*** Material for this task
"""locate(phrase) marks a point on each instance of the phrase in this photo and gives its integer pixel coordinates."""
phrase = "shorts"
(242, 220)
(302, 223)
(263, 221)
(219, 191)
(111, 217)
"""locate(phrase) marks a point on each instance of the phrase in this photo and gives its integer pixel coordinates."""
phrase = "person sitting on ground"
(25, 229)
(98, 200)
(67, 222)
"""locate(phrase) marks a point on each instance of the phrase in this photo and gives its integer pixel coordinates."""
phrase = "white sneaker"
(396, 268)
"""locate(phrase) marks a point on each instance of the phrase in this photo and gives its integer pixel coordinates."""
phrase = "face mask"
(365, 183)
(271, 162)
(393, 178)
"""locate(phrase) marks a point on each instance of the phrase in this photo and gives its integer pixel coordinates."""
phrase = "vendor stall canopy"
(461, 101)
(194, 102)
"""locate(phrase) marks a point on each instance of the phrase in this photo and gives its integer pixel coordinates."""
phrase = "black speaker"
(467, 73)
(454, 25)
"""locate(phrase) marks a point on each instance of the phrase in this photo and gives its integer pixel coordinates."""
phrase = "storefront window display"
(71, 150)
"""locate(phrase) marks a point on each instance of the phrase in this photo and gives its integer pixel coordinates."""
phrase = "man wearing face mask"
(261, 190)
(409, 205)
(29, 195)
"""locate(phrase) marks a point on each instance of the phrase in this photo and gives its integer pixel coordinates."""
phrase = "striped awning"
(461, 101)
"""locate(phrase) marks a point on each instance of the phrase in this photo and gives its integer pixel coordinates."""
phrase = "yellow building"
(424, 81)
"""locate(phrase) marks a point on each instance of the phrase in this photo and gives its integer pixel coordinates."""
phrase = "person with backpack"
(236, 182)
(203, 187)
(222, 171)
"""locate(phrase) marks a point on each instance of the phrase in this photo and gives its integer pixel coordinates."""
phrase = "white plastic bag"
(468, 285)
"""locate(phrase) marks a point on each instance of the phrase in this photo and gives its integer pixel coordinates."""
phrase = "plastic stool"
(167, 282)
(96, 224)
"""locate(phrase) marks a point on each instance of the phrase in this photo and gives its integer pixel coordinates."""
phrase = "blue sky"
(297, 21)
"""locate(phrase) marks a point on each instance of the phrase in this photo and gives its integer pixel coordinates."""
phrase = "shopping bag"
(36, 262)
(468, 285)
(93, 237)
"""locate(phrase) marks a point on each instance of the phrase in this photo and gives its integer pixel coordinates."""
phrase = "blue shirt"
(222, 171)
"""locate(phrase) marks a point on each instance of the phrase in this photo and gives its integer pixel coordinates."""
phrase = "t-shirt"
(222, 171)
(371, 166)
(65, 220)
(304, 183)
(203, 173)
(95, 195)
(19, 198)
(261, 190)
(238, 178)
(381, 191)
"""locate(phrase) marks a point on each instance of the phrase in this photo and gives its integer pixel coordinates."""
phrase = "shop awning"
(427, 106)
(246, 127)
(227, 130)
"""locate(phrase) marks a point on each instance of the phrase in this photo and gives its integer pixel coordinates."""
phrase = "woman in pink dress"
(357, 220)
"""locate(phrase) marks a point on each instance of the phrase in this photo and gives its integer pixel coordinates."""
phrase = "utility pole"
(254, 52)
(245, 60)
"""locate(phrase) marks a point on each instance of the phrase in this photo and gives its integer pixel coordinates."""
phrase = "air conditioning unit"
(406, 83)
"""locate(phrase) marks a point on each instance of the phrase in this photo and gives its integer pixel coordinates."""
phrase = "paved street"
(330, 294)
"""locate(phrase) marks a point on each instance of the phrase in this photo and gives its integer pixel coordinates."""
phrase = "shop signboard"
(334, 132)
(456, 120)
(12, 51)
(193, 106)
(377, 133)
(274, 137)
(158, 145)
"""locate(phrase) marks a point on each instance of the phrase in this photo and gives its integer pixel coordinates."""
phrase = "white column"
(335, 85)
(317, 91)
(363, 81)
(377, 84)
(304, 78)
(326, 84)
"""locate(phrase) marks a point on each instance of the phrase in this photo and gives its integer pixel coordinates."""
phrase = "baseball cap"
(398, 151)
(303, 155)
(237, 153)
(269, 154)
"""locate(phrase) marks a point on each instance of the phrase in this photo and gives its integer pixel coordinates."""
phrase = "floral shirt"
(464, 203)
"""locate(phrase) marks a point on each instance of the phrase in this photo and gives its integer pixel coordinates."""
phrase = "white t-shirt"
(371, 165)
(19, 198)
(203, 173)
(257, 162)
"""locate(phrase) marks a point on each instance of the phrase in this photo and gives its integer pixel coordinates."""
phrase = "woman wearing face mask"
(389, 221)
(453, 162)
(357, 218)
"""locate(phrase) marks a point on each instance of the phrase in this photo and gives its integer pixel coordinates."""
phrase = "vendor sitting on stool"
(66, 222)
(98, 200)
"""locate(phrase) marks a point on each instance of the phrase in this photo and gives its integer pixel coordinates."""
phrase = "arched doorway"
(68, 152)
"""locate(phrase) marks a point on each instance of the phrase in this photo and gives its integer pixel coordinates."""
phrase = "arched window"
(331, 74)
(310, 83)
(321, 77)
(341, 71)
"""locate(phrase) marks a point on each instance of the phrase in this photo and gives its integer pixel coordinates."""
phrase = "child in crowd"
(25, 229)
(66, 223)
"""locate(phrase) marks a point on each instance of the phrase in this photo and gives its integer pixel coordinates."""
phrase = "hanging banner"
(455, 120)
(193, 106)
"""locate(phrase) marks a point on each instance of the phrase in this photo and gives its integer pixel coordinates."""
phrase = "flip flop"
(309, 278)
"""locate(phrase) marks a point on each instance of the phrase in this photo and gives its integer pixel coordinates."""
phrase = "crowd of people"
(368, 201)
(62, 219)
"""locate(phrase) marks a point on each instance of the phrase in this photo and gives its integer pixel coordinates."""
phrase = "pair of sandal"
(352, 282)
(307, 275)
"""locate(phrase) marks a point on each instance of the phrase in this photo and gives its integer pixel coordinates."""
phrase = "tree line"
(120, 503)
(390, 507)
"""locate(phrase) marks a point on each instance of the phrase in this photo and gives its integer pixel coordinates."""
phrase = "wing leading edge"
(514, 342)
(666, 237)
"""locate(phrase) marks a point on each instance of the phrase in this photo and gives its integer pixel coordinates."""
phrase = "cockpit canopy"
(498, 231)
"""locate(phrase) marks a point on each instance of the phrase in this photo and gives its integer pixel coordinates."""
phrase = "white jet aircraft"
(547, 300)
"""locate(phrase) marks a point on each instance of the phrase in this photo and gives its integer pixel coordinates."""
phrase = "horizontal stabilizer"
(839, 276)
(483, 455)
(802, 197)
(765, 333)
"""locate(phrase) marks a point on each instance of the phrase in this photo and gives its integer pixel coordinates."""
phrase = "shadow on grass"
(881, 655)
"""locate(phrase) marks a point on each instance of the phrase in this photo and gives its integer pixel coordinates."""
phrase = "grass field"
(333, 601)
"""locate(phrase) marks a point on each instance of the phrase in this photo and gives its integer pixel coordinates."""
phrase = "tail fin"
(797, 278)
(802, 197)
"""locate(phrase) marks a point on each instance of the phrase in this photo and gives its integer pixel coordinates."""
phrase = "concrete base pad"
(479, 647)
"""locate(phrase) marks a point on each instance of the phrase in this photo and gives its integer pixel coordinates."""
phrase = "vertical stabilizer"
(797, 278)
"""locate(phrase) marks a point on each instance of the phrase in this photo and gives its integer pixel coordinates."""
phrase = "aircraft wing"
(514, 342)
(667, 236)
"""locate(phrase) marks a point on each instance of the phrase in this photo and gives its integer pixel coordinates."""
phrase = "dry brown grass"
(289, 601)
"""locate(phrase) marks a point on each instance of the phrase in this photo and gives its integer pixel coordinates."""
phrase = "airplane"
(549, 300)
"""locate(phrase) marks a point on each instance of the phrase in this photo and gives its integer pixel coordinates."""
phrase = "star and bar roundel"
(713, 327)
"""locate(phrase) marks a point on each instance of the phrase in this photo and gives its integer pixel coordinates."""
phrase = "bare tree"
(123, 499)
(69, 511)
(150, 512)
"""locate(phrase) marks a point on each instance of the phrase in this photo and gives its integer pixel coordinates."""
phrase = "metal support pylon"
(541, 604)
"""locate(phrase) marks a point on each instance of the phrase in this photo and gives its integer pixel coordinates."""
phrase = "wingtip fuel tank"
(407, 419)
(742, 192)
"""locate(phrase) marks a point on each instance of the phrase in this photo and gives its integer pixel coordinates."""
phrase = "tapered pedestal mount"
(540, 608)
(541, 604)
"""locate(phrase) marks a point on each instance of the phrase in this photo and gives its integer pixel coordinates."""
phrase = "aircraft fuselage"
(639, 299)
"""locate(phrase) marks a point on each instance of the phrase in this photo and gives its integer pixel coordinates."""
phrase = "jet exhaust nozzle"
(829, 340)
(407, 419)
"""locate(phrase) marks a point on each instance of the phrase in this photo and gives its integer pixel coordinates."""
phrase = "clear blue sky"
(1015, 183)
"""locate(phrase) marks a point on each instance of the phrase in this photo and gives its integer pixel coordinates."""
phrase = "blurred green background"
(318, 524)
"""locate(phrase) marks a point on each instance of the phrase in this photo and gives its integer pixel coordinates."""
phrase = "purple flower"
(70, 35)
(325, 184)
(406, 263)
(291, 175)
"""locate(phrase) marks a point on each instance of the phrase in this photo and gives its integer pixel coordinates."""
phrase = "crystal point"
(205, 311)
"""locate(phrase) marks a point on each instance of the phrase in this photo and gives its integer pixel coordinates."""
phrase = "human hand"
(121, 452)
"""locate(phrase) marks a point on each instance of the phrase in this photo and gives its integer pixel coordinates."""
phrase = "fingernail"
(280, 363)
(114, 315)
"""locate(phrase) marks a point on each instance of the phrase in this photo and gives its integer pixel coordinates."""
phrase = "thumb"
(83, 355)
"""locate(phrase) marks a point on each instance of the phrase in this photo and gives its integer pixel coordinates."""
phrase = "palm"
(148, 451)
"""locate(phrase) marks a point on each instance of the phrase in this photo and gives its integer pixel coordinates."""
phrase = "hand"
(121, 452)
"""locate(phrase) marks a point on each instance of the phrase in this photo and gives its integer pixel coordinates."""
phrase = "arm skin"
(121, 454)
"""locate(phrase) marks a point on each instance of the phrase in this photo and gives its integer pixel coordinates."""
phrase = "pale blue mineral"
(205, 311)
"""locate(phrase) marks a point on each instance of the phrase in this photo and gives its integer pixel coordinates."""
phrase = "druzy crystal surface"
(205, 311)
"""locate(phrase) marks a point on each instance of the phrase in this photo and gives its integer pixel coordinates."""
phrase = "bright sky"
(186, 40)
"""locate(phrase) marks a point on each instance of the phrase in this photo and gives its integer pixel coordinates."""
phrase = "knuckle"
******
Work to complete: Tally the lines of the items above that contain the string "aircraft", treating uppercase and lowercase as different. Reply with the number alone.

Result of the task: 3